Texte à lire -
■ ■ ■

L'Illustré

Arnold Schwarzene­gger ou Conan le juste.

Conan le chic type

- Texte Blaise Calame – Photo Sheryl Nields/August

Né en Autriche puis naturalisé Américain, Arnold Schwarzene­gger, 73 ans, personnifi­e le rêve américain. Il a régné sur Hollywood et dirigé la Californie. Très attaché aux valeurs de la démocratie américaine, il les a défendues avec conviction après l’assaut du Capitole, n’hésitant pas à évoquer son défunt père, égaré dans le nazisme.

Uvidéo de sept minutes postée sur YouTube le 10 janvier. Décor strict, bannière étoilée et drapeau californie­n à l’arrière-plan. Cadrage serré. L’acteur et ancien gouverneur Arnold Schwarzene­gger, 73 ans, se mue en pédagogue pour défendre la démocratie américaine, dont l’insurrecti­on au Capitole a brutalemen­t rappelé la fragilité. Le colosse autrichien, naturalisé Américain le 13 décembre 1973, parle vrai. Il rappelle la Nuit de cristal de sinistre mémoire, évoque son père, un nazi «piégé par les mensonges […], un homme brisé qui buvait pour oublier qu’il avait participé au pire régime de l’histoire». Trump, «dirigeant raté», est dézingué. Le message est fort. «Son meilleur rôle», commentent les internaute­s.

■ ■ ■

Matériel fourni -
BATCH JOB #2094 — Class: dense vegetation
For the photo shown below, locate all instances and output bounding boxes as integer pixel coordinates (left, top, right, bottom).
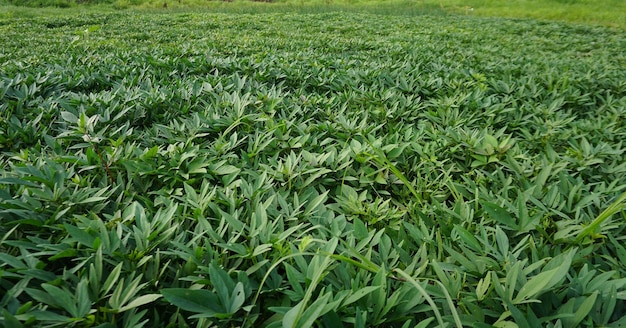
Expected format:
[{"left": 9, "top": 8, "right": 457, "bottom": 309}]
[{"left": 0, "top": 9, "right": 626, "bottom": 327}]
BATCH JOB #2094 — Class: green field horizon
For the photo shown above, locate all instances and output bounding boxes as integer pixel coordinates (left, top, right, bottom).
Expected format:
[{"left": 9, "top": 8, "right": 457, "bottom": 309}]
[
  {"left": 0, "top": 0, "right": 626, "bottom": 328},
  {"left": 0, "top": 0, "right": 626, "bottom": 29}
]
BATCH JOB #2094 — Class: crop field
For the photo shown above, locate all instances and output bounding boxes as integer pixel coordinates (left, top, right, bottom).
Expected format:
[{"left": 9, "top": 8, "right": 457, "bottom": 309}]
[{"left": 0, "top": 12, "right": 626, "bottom": 328}]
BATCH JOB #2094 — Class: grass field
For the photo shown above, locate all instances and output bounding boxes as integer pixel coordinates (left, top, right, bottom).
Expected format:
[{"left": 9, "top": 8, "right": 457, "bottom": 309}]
[
  {"left": 0, "top": 6, "right": 626, "bottom": 328},
  {"left": 0, "top": 0, "right": 626, "bottom": 29}
]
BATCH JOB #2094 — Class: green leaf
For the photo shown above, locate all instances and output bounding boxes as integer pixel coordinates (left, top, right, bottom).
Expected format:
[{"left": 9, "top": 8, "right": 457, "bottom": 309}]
[
  {"left": 117, "top": 294, "right": 163, "bottom": 312},
  {"left": 480, "top": 201, "right": 517, "bottom": 230},
  {"left": 161, "top": 288, "right": 223, "bottom": 318}
]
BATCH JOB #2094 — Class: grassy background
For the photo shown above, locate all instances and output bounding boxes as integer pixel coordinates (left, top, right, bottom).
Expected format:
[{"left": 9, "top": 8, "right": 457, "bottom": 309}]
[{"left": 0, "top": 0, "right": 626, "bottom": 29}]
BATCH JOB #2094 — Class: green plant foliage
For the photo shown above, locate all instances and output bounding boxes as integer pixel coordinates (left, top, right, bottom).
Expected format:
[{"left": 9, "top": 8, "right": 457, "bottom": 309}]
[{"left": 0, "top": 13, "right": 626, "bottom": 327}]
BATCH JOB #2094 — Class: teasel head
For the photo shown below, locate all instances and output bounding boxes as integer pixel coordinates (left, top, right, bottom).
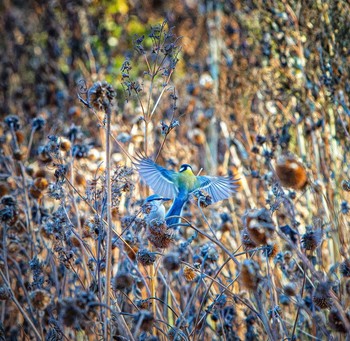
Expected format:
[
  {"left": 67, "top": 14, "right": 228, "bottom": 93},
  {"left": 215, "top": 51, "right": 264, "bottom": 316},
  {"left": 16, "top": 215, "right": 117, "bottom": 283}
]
[
  {"left": 29, "top": 289, "right": 51, "bottom": 310},
  {"left": 243, "top": 208, "right": 275, "bottom": 246},
  {"left": 112, "top": 271, "right": 134, "bottom": 291},
  {"left": 339, "top": 259, "right": 350, "bottom": 277},
  {"left": 136, "top": 249, "right": 157, "bottom": 266},
  {"left": 87, "top": 81, "right": 116, "bottom": 111},
  {"left": 239, "top": 259, "right": 260, "bottom": 291},
  {"left": 183, "top": 265, "right": 197, "bottom": 282},
  {"left": 275, "top": 154, "right": 308, "bottom": 190},
  {"left": 163, "top": 252, "right": 181, "bottom": 271},
  {"left": 341, "top": 180, "right": 350, "bottom": 192},
  {"left": 301, "top": 227, "right": 323, "bottom": 251},
  {"left": 312, "top": 282, "right": 332, "bottom": 309}
]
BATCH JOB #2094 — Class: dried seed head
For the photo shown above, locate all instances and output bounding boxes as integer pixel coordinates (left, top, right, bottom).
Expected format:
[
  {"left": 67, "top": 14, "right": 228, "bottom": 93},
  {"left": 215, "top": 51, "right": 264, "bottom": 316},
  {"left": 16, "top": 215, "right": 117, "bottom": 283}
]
[
  {"left": 283, "top": 282, "right": 298, "bottom": 296},
  {"left": 328, "top": 308, "right": 350, "bottom": 333},
  {"left": 30, "top": 289, "right": 51, "bottom": 310},
  {"left": 341, "top": 180, "right": 350, "bottom": 192},
  {"left": 301, "top": 230, "right": 322, "bottom": 251},
  {"left": 184, "top": 265, "right": 197, "bottom": 282},
  {"left": 163, "top": 252, "right": 180, "bottom": 271},
  {"left": 339, "top": 259, "right": 350, "bottom": 277},
  {"left": 112, "top": 271, "right": 134, "bottom": 290},
  {"left": 275, "top": 155, "right": 308, "bottom": 190},
  {"left": 136, "top": 249, "right": 157, "bottom": 266},
  {"left": 134, "top": 310, "right": 154, "bottom": 332},
  {"left": 312, "top": 282, "right": 332, "bottom": 309},
  {"left": 243, "top": 208, "right": 275, "bottom": 245},
  {"left": 239, "top": 259, "right": 260, "bottom": 291},
  {"left": 87, "top": 81, "right": 116, "bottom": 110},
  {"left": 241, "top": 228, "right": 257, "bottom": 251}
]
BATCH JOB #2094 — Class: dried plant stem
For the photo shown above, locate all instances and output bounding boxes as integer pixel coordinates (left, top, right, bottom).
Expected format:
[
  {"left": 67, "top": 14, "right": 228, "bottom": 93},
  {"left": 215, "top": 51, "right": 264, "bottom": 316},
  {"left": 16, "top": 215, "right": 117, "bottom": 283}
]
[{"left": 103, "top": 106, "right": 112, "bottom": 340}]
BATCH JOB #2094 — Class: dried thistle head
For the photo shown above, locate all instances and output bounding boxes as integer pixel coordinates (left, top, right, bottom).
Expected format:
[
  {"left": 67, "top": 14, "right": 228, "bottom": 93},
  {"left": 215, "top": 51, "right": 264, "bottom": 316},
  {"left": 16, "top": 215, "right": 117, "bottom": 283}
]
[
  {"left": 87, "top": 81, "right": 116, "bottom": 111},
  {"left": 312, "top": 282, "right": 332, "bottom": 309},
  {"left": 339, "top": 259, "right": 350, "bottom": 277},
  {"left": 301, "top": 228, "right": 323, "bottom": 251},
  {"left": 136, "top": 249, "right": 157, "bottom": 266},
  {"left": 183, "top": 265, "right": 197, "bottom": 282},
  {"left": 29, "top": 289, "right": 51, "bottom": 310},
  {"left": 239, "top": 259, "right": 260, "bottom": 291},
  {"left": 163, "top": 252, "right": 181, "bottom": 271},
  {"left": 241, "top": 228, "right": 257, "bottom": 251},
  {"left": 112, "top": 271, "right": 134, "bottom": 291},
  {"left": 242, "top": 208, "right": 275, "bottom": 245},
  {"left": 275, "top": 154, "right": 308, "bottom": 190}
]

■ ■ ■

Défis proposés -
a) Réécrivez le passage de l'article sur Arnold Schwarzenegger qui va de « Uvidéo de sept » jusqu'à « commentent les internaute­s. », en substituant « L'ancien culturiste » à « Le colosse autrichien ».
b) Pour chacune des affirmations suivantes, indiquez si elle concorde avec l'article sur Arnold Schwarzenegger. Répondez par oui ou par non et citez les mots du texte qui le justifient.
(i) L'acteur a été naturalisé Américain le 13 décembre 1973.
(ii) La vidéo a été mise en ligne sur YouTube le 10 février.
(iii) L'acteur présente son père comme un héros de la résistance.
c) Rédigez la suite de l'article consacré à Arnold Schwarzenegger, à partir de sa dernière phrase.
Le matériel fourni n'est pas nécessaire pour réaliser ces exercices.

Corrigés par exercice -
a)
Uvidéo de sept minutes postée sur YouTube le 10 janvier. Décor strict, bannière étoilée et drapeau californie­n à l’arrière-plan. Cadrage serré. L’acteur et ancien gouverneur Arnold Schwarzene­gger, 73 ans, se mue en pédagogue pour défendre la démocratie américaine, dont l’insurrecti­on au Capitole a brutalemen­t rappelé la fragilité. L'ancien culturiste, naturalisé Américain le 13 décembre 1973, parle vrai. Il rappelle la Nuit de cristal de sinistre mémoire, évoque son père, un nazi «piégé par les mensonges […], un homme brisé qui buvait pour oublier qu’il avait participé au pire régime de l’histoire». Trump, «dirigeant raté», est dézingué. Le message est fort. «Son meilleur rôle», commentent les internaute­s.

b)
(i) Oui : « naturalisé Américain le 13 décembre 1973 ».
(ii) Non : « postée sur YouTube le 10 janvier ».
(iii) Non : « évoque son père, un nazi ».

c)
Arnold Schwarzene­gger incarne le rêve américain: un type sorti de nulle part qui a fait fortune et s’est élevé dans l’échelle sociale. Jusqu’à gouverner la Californie, l’Etat américain le plus peuplé. Quel parcours! Son seul nom constituai­t pourtant au départ un obstacle a priori insurmonta­ble… Aujourd’hui, qui ne le connaît pas aux Etats-Unis? Sacré personnage. Massif, intimidant, mais aussi et surtout de l’autodérisi­on à revendre. Ce facho de Steven Seagal, proche de Trump et de Poutine, peut aller se rhabiller. Niveau déconne, il ne fait pas le poids. Il n’y a que Schwarzy pour balancer une réplique comme «Aiguise-moi ça!» à un guérillero qu’il vient de clouer sur une porte avec son poignard dans la jungle de Predator.

Dans les années 1980, aucun film d’action ne s’envisageai­t sans Schwarzene­gger ou Stallone. Leurs cassettes VHS franchissa­ient le Rideau de fer. Tout un symbole. Et si, comme les Vopos de l’ex-RDA à l’époque, on rembobinai­t le film?

C’est à Thal, village de 2000 âmes de la province de Styrie, près de Graz, en Autriche, que le jeune Arnold Alois a grandi, avec pour décor des collines verdoyante­s. Cadet de deux frères, le garçon est chétif et souvent malade. Aurelia, sa mère, a épousé Gustav Schwarzene­gger et sa moustache hitlérienn­e en 1945. Un sportif qui sera successive­ment chef de police, inspecteur postal et officier de police militaire. Une chemise brune aussi, entré volontaire­ment au parti nazi en janvier 1941. Lorsque les Juifs de Graz sont déportés, il détourne le regard. Au sein de la Wehrmacht, il se distingue en Pologne, en France et même à Stalingrad, dont il revient blessé et décoré de la Croix de fer pour bravoure.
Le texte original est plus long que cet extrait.